__Work task__. Look below for the line that has "# put one pin on each instance of the column". Set down the lines from there through the line that has "the stone wall, response", exactly as written.

_____

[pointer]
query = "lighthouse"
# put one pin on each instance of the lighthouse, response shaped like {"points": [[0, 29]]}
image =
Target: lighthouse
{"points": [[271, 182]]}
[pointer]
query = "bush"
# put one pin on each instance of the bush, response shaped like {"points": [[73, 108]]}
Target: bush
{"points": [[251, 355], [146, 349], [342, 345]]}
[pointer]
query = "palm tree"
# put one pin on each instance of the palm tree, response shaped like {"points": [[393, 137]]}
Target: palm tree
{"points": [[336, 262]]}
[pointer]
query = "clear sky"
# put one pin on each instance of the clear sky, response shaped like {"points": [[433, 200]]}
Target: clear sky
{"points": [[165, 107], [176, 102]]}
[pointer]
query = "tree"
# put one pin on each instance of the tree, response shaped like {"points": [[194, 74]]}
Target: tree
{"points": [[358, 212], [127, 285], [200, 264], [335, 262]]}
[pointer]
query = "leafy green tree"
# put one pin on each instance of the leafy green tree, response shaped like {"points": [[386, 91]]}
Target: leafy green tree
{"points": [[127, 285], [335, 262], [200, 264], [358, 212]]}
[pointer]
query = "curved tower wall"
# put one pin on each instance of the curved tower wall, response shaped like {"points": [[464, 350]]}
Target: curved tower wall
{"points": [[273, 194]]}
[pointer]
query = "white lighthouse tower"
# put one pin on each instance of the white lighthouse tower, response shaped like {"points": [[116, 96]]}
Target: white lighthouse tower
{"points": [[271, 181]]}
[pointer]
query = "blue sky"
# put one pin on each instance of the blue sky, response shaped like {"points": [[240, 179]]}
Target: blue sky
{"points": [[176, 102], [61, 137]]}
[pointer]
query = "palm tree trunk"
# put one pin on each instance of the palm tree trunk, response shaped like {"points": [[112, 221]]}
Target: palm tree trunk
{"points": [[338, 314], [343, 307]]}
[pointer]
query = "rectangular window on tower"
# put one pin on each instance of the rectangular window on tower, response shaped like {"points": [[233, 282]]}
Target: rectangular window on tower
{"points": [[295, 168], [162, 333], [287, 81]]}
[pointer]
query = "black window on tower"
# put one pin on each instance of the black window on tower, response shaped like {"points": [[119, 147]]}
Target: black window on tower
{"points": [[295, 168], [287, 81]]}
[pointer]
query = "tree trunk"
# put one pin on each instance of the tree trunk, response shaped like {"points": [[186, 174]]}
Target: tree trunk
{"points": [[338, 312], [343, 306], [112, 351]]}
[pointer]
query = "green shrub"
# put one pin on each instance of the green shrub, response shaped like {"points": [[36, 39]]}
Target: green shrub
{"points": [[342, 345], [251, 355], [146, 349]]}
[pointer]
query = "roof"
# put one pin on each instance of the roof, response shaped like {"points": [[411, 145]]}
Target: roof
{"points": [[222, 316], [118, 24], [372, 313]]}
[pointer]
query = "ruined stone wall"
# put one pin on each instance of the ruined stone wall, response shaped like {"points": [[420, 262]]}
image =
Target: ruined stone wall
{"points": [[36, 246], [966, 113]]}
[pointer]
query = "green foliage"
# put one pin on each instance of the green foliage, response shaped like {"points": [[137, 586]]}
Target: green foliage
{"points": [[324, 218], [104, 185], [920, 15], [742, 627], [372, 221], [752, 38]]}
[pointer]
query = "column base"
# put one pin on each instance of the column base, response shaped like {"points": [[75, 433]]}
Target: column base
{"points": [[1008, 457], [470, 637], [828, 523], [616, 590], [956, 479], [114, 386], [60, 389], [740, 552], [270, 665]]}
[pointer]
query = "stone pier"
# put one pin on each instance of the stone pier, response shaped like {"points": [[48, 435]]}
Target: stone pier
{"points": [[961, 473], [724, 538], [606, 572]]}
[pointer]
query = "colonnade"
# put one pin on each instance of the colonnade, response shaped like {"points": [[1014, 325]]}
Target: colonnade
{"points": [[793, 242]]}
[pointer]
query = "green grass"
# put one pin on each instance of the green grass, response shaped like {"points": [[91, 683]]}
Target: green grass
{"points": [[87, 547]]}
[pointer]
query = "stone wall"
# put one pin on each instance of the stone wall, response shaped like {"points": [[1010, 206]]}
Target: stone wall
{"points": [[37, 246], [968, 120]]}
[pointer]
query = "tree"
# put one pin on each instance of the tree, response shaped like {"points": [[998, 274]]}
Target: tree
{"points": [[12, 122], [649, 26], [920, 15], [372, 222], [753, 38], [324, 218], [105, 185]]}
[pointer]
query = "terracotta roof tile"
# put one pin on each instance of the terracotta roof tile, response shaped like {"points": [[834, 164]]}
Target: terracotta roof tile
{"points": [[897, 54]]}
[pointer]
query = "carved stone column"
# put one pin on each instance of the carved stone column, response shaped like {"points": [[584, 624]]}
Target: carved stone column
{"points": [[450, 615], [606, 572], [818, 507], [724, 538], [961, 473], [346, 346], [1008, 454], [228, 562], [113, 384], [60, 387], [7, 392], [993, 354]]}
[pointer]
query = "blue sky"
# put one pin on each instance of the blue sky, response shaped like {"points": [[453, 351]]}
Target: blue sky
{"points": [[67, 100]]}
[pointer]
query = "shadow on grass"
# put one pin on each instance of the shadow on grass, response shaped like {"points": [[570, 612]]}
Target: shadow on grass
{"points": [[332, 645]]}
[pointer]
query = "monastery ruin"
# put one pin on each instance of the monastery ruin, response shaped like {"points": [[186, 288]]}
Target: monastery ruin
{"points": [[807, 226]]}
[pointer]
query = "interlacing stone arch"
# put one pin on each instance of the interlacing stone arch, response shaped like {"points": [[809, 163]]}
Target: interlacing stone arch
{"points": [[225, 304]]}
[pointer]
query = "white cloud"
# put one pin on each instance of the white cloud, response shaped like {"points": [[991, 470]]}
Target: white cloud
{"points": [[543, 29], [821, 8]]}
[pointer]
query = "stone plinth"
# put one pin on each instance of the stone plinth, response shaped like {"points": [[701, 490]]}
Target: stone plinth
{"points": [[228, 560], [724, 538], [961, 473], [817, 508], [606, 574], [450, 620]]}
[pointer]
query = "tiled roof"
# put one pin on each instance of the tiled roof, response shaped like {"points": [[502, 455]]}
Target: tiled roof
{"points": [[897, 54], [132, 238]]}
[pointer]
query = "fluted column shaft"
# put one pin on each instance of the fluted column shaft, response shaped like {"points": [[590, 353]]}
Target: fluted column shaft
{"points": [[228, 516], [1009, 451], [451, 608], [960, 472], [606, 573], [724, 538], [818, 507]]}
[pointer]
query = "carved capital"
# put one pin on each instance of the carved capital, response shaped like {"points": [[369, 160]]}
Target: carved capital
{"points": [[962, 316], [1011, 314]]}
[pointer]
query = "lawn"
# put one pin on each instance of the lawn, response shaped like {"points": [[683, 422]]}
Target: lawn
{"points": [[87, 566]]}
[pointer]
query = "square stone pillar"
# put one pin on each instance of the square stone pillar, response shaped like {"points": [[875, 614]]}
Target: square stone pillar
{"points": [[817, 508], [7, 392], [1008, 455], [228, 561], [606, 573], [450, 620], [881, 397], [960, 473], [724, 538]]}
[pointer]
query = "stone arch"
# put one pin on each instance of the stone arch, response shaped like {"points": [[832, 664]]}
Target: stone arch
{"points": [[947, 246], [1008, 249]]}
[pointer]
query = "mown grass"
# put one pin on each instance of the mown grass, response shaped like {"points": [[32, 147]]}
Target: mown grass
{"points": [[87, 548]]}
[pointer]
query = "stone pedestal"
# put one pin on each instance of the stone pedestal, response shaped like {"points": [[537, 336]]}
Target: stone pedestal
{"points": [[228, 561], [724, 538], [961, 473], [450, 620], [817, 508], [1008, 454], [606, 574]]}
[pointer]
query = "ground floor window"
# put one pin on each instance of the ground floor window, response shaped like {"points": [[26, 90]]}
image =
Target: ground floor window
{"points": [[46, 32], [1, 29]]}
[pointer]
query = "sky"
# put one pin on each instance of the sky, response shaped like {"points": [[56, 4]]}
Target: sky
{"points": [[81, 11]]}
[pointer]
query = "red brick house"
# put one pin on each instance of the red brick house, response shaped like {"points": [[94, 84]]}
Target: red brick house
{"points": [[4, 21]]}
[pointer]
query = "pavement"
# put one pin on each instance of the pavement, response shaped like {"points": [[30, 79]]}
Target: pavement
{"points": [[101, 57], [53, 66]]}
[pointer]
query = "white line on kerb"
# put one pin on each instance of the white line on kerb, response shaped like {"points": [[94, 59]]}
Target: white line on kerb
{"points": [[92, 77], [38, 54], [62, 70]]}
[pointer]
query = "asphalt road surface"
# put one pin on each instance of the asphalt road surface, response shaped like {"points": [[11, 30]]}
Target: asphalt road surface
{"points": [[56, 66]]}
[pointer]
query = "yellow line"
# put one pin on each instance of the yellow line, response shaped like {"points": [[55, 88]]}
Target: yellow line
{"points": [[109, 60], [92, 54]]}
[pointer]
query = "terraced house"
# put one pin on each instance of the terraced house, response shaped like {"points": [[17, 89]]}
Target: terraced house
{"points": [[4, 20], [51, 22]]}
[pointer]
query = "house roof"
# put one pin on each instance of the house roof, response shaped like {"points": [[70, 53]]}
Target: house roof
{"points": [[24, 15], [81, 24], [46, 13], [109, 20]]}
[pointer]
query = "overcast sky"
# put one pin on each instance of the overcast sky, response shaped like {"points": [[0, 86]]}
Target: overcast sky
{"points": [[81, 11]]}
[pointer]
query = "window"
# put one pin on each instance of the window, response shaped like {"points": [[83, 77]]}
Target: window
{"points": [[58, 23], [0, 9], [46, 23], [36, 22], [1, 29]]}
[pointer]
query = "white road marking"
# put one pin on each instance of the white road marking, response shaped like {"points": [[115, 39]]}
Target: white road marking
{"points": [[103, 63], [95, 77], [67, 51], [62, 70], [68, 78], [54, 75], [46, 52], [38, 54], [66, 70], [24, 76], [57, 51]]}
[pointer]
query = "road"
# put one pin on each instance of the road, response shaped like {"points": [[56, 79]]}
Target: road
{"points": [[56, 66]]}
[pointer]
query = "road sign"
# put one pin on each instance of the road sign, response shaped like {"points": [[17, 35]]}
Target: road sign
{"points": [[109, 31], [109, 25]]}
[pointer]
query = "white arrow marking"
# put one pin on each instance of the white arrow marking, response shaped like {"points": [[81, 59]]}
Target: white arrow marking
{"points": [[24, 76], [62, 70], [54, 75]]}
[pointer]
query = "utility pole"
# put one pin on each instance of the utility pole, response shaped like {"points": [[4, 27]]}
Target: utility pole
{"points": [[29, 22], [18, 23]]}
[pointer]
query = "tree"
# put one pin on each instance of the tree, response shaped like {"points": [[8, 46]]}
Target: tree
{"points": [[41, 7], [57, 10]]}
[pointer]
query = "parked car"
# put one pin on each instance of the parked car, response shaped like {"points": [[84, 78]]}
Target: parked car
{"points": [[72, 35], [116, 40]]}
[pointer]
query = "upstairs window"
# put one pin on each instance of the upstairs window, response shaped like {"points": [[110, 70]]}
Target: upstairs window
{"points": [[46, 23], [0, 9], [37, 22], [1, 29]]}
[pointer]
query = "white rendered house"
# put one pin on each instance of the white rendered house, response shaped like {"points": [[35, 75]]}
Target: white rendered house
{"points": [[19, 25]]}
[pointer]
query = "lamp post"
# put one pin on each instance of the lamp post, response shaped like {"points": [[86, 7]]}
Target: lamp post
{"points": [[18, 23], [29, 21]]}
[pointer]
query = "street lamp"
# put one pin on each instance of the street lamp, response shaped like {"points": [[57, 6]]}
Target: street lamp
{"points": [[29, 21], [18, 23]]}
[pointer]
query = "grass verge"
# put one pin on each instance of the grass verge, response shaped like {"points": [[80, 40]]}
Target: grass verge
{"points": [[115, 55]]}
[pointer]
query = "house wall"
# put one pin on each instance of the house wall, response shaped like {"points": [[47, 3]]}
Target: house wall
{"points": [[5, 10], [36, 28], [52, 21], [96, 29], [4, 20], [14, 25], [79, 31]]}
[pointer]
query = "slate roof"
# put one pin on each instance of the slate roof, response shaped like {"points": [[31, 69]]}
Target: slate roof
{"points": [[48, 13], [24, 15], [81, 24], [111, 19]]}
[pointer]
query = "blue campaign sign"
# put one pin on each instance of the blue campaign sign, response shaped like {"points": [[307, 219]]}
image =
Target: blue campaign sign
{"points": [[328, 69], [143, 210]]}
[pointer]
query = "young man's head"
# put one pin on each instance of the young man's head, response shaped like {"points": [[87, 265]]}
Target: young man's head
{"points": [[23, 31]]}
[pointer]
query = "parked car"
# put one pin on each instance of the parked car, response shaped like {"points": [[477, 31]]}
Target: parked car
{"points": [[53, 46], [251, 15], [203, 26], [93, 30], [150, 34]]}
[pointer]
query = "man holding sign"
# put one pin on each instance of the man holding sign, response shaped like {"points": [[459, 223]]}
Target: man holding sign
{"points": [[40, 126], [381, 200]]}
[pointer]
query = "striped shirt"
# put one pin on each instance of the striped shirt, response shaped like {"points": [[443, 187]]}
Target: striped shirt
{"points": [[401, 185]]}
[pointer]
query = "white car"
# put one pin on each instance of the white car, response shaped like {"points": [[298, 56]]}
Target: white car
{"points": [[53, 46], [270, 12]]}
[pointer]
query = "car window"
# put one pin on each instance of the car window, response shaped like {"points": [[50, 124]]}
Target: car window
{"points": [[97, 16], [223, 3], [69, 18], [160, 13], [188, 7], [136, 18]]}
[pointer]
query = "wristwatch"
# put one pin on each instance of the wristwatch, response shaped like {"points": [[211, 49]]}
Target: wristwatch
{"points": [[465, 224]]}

_____

__Worked solution__.
# put one pin on each instance of the column base, response shaped like {"points": [[75, 433]]}
Target: column base
{"points": [[1008, 457], [470, 637], [828, 523], [616, 590], [956, 479], [114, 386], [60, 389], [740, 552], [270, 665]]}
[pointer]
query = "stone pier"
# put one pin on each instance of the stone pier, response shaped like {"points": [[48, 435]]}
Target: stone pier
{"points": [[961, 473], [724, 538], [606, 572]]}
[pointer]
query = "colonnade"
# put one pin on each instance of the colonnade, response shaped like {"points": [[1014, 325]]}
Target: colonnade
{"points": [[793, 242]]}
[pointer]
query = "green grass"
# put one pin on each instance of the green grass, response shaped like {"points": [[91, 683]]}
Target: green grass
{"points": [[87, 547]]}
[pointer]
query = "stone wall"
# put one pin on each instance of the stone wall, response shaped like {"points": [[1010, 206]]}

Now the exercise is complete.